▸ **EXERCISE AIM**:
Filter the material below down to the lines that contain the string "cardboard", and copy each such line.

++++++++

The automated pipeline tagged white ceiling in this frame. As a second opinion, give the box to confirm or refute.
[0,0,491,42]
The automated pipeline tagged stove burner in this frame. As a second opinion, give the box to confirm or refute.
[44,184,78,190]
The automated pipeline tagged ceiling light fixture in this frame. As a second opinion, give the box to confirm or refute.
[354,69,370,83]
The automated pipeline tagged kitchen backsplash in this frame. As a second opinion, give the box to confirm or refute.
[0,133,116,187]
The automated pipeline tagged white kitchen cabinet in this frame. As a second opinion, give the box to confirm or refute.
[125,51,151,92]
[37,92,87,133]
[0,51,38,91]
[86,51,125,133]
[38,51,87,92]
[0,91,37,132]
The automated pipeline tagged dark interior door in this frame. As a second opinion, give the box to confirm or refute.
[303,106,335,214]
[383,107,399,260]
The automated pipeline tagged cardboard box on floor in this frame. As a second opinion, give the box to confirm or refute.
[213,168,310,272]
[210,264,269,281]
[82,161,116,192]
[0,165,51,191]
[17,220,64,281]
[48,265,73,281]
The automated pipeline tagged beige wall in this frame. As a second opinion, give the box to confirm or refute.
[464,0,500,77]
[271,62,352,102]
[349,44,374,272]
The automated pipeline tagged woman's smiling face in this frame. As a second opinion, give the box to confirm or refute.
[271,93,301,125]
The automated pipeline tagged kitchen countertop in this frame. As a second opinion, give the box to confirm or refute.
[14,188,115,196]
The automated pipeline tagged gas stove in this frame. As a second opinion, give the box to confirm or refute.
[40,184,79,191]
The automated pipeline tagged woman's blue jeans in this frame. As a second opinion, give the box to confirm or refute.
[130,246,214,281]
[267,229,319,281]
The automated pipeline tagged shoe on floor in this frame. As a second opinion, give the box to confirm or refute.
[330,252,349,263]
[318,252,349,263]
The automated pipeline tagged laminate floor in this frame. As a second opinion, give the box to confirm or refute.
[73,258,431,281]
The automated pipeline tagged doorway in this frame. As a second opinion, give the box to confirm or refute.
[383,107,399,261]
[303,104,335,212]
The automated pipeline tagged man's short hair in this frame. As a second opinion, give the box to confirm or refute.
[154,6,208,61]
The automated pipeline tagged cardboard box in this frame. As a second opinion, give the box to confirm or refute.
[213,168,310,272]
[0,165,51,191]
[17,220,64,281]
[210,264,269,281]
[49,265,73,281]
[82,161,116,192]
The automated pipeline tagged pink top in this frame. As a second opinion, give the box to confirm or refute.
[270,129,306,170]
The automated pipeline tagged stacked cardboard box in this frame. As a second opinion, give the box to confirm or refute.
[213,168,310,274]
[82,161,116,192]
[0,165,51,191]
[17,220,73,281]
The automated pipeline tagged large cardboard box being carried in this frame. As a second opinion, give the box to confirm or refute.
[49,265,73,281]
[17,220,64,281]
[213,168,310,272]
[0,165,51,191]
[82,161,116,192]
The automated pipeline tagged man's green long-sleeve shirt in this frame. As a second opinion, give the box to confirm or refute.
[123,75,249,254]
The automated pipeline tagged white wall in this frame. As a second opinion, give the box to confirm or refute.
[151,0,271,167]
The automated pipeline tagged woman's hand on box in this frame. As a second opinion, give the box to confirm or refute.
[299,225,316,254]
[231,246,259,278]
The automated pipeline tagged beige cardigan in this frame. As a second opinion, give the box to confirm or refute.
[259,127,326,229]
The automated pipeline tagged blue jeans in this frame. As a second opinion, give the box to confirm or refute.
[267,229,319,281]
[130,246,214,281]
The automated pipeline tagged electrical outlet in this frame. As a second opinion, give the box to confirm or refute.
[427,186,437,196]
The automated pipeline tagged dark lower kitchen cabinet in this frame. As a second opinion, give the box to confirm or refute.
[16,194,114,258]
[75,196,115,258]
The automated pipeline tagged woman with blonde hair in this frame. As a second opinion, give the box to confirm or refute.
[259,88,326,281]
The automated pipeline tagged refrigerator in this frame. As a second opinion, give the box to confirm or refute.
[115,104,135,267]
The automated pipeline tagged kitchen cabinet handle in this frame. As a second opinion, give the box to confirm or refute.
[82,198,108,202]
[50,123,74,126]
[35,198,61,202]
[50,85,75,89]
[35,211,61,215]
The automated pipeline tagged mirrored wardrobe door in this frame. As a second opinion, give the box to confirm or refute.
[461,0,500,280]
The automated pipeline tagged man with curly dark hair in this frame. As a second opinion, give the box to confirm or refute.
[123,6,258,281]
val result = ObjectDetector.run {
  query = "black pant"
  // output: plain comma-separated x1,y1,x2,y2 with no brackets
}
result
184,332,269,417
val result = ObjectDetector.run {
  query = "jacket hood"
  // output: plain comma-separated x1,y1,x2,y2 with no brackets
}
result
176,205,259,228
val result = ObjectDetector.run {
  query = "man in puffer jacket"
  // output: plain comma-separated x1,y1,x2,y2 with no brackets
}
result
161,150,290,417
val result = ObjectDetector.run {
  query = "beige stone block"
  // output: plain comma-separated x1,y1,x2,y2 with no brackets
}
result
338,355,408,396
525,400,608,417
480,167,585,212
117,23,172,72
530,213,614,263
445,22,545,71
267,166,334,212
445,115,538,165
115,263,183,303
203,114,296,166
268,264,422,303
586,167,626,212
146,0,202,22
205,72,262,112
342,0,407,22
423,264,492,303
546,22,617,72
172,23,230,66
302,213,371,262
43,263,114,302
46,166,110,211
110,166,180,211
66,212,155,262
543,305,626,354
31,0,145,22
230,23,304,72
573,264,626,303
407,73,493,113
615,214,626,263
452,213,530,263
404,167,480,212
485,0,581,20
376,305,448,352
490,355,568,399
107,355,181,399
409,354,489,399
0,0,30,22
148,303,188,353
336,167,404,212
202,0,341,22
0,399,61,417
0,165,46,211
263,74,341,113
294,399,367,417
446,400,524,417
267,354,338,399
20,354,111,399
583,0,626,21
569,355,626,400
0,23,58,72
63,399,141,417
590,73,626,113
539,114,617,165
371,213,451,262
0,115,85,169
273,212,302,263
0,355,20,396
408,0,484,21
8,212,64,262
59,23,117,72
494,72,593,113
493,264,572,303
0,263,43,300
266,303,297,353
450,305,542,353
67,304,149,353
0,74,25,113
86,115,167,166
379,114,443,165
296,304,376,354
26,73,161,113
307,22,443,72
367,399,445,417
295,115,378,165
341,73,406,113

++++++++

▸ **FINISHED ANSWER**:
The automated pipeline tagged cardboard box on floor in this frame. As a second opinion, give the box to confirm or refute.
The automated pipeline tagged cardboard box in this frame. As a second opinion, give the box to confirm or refute.
The automated pipeline tagged stacked cardboard box in this frame. As a second opinion, give the box to confirm or refute.
The automated pipeline tagged large cardboard box being carried in this frame. As a second opinion, give the box to confirm or refute.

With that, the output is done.